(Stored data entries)

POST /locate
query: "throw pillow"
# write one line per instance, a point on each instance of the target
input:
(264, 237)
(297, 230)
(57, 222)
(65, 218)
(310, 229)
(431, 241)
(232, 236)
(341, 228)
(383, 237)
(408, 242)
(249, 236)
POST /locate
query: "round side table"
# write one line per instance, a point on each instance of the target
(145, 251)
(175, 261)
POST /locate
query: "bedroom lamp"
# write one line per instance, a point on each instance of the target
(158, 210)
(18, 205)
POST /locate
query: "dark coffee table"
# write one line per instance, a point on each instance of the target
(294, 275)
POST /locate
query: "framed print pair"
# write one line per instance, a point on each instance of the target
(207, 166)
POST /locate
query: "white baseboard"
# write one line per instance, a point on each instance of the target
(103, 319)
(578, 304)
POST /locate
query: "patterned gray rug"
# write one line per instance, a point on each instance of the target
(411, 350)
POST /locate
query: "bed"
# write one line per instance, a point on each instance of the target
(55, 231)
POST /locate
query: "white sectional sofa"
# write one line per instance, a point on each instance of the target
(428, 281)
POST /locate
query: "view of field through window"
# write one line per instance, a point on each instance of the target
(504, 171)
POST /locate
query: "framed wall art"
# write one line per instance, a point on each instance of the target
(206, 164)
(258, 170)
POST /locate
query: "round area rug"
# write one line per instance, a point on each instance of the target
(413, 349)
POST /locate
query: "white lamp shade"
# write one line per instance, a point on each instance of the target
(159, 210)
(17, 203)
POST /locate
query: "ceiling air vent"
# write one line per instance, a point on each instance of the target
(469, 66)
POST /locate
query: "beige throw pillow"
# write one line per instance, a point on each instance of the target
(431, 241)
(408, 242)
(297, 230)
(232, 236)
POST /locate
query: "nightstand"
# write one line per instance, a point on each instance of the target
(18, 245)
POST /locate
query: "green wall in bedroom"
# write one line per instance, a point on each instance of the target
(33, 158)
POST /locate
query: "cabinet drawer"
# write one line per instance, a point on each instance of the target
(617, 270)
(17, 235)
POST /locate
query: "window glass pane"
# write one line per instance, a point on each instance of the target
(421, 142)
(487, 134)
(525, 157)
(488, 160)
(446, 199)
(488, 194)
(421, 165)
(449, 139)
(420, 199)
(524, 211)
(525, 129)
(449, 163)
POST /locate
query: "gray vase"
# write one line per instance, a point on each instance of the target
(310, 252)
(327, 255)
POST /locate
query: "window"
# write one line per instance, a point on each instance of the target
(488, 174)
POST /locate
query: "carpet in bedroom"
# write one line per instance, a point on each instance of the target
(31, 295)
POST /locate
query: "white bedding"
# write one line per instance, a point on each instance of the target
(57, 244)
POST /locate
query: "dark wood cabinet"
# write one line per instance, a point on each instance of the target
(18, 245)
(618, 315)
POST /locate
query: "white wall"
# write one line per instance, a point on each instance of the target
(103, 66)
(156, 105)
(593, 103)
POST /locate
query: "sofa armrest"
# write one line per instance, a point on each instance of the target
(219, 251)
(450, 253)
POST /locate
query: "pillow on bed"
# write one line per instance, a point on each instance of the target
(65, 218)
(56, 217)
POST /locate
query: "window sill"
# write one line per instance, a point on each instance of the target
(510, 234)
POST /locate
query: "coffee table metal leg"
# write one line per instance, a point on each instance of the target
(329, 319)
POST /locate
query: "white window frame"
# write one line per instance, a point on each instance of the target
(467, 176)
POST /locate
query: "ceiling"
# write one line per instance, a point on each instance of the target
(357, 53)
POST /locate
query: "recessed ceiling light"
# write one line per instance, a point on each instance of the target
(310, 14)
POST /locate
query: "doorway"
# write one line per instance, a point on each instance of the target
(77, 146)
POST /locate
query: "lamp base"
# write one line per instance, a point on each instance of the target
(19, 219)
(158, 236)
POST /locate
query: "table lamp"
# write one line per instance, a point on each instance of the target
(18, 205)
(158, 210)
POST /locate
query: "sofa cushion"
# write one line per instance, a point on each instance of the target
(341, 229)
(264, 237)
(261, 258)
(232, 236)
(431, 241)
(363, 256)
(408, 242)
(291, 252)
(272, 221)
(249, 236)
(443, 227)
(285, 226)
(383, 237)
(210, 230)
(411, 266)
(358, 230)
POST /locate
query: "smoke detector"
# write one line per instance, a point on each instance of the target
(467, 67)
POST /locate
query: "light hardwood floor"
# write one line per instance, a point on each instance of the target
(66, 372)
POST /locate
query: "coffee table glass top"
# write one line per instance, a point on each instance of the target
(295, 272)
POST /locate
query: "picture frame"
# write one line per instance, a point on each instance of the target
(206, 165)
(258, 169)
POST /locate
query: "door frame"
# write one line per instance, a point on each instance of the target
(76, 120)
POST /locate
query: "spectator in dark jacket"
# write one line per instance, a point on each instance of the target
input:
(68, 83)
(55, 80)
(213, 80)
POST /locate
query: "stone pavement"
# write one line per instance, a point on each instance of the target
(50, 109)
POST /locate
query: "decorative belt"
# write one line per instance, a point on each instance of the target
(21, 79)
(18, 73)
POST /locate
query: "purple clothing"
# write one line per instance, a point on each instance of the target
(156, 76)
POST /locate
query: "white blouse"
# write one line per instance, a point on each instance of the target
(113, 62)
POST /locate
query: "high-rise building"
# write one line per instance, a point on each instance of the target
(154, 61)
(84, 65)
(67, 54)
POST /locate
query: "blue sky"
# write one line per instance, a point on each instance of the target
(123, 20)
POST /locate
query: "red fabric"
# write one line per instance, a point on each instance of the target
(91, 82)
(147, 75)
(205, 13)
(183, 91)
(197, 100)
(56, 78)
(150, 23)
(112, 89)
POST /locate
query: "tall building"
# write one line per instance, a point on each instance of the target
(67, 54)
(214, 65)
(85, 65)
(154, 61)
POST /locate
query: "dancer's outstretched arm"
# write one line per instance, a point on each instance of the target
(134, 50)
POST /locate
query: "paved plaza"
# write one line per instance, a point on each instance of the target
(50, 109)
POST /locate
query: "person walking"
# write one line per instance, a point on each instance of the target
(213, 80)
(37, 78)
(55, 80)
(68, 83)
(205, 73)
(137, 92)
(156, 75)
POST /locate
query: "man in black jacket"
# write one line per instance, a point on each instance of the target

§ Your assignment: Every record above has to appear again, word for word.

§ Task result:
POST /locate
query: "throw pillow"
# write one line per instance, a point on each instance of the target
input:
(264, 237)
(297, 230)
(57, 222)
(65, 218)
(310, 229)
(431, 241)
(232, 236)
(341, 228)
(383, 237)
(408, 242)
(249, 236)
POST /locate
query: "round side table"
# write one line per instance, a point on each instance of the target
(145, 251)
(175, 261)
POST /locate
query: "bedroom lamp"
# write one line per instance, a point on each instance of the target
(158, 210)
(18, 205)
POST /locate
query: "dark coffee table"
# write one line per instance, a point on each instance of the target
(294, 275)
POST /locate
query: "framed print pair"
# write one line per instance, a point on each instance of the target
(207, 166)
POST /locate
query: "white baseboard"
# write one line per instance, a point on each instance of the target
(103, 319)
(578, 304)
POST /locate
query: "patterned gray rug"
# write one line per instance, a point on each instance of the target
(411, 350)
POST /locate
query: "bed"
# write one line per instance, a point on each instance of the target
(55, 231)
POST /locate
query: "white sectional sofa"
# write one line per instance, a point on each instance of the target
(428, 281)
POST /locate
query: "view of field through window"
# write one line per instance, a point on each instance of the target
(504, 171)
POST /locate
query: "framed wall art"
# write one line per instance, a point on each instance of the target
(206, 164)
(258, 170)
POST /locate
query: "round area rug"
# write one line per instance, a point on each instance of the target
(413, 349)
POST /locate
query: "white lamp shade"
# write one line per instance, a point on each instance of the target
(159, 210)
(17, 203)
POST /locate
query: "ceiling air vent"
# write one line per instance, a point on each instance of the target
(469, 66)
POST /locate
query: "beige throw pillow"
# write one line per instance, a point on each instance of the target
(431, 241)
(408, 242)
(297, 230)
(232, 236)
POST /locate
query: "nightstand"
# write one line per instance, a point on each instance of the target
(18, 245)
POST /locate
query: "green wall in bedroom"
# write one line per instance, a point on each instance of the target
(33, 158)
POST /locate
query: "cabinet drawer"
# write one line per instance, a point on each instance of the target
(617, 270)
(17, 235)
POST /locate
query: "window glass pane"
# write one line per instance, a point on each instance of the target
(421, 142)
(487, 134)
(525, 157)
(488, 160)
(446, 199)
(488, 194)
(421, 165)
(449, 139)
(420, 199)
(524, 211)
(525, 129)
(449, 163)
POST /locate
query: "gray vase"
# write one line per instance, a point on each instance of the target
(310, 252)
(327, 255)
POST /locate
query: "window"
# write one line per instance, a point on each instance of the target
(488, 174)
POST /locate
query: "carpet in bedroom"
# write one line per instance, a point on each instance of the target
(31, 295)
POST /locate
query: "white bedding"
# write one line per instance, a point on each instance of the target
(57, 244)
POST /locate
query: "dark wood cabinet"
# write one line per instance, a point on each instance of the target
(18, 245)
(618, 315)
POST /locate
query: "white wall"
# write one line per instance, a point on each instance of the target
(103, 66)
(156, 105)
(593, 103)
POST /locate
query: "sofa armrest"
# write one line per instance, a point on each instance of the target
(219, 251)
(450, 253)
POST /locate
query: "pillow on bed"
# write one line per instance, a point on each instance of the target
(65, 218)
(56, 217)
POST /locate
query: "window sill"
# write one line per instance, a point on each instance of the target
(510, 234)
POST /locate
query: "coffee table metal leg"
# write one line per instance, a point on each instance of the target
(329, 319)
POST /locate
query: "white window frame"
# write one line per instance, a point on each instance of the target
(467, 176)
POST /locate
query: "ceiling"
# write one line per instance, a point on each instance of the target
(357, 53)
POST /locate
query: "recessed ceiling light"
# write one line per instance, a point on each instance of the target
(310, 14)
POST /locate
query: "doorway"
# write one line per instance, a point on each instance of the target
(77, 146)
POST /locate
query: "lamp base"
# write one line per instance, a point on each instance of the target
(19, 219)
(158, 236)
POST /locate
query: "table lamp"
# write one line per instance, a point on each instance of the target
(18, 205)
(158, 210)
POST /locate
query: "sofa cushion"
# write one line per instance, a point on each instance of the target
(341, 229)
(264, 237)
(261, 258)
(232, 236)
(431, 241)
(363, 256)
(408, 242)
(291, 252)
(272, 221)
(249, 236)
(443, 227)
(285, 226)
(383, 237)
(210, 230)
(411, 266)
(358, 230)
POST /locate
query: "smoke detector"
# write one line per instance, a point on each instance of the target
(467, 67)
POST /locate
query: "light hardwood floor"
# write one line per instance, a point on each instance of the target
(66, 372)
POST /locate
query: "coffee table glass top"
# write one line per instance, a point on each instance of the target
(295, 272)
POST /locate
query: "picture frame"
# write one line per instance, a point on each instance of the target
(206, 165)
(258, 169)
POST /locate
query: "door frame"
# write one line per instance, a point on each instance of the target
(76, 120)
POST /locate
query: "spectator in dark jacket"
# write one line per instance, a point on each instance of the target
input:
(68, 83)
(55, 80)
(213, 80)
POST /locate
query: "stone pavement"
# write one line per instance, a point on each instance of the target
(50, 109)
POST /locate
query: "decorative belt"
# write one line per instance, a point on each instance of the target
(21, 79)
(18, 73)
POST /locate
query: "purple clothing"
# write one line per instance, a point on each instance of the target
(156, 76)
POST /locate
query: "white blouse"
# write one line per instance, a point on each instance of the target
(113, 62)
POST /locate
query: "high-rise building"
# write one line per instance, a point on each instance of the target
(154, 61)
(84, 65)
(67, 54)
POST /locate
query: "blue sky"
# write one line per instance, a point on each instance of the target
(123, 20)
POST /locate
query: "red fabric"
# write one line per instance, a point on each instance of the target
(91, 82)
(147, 75)
(205, 13)
(183, 91)
(197, 100)
(56, 78)
(150, 23)
(112, 89)
POST /locate
query: "tall building"
# write one line per instance, a point on each instance of the target
(67, 54)
(214, 65)
(85, 65)
(154, 61)
POST /locate
query: "dancer's outstretched arm"
# write one line per instance, a point on each instance of the target
(134, 50)
POST /locate
query: "paved plaza"
# write one line per instance, a point on each instance of the target
(50, 109)
POST /locate
query: "person walking"
# write one line per instance, a point on each instance of the target
(213, 80)
(37, 78)
(55, 80)
(68, 83)
(205, 73)
(137, 92)
(156, 75)
POST /locate
query: "man in black jacket"
# write one line per instance, a point on each instance of the target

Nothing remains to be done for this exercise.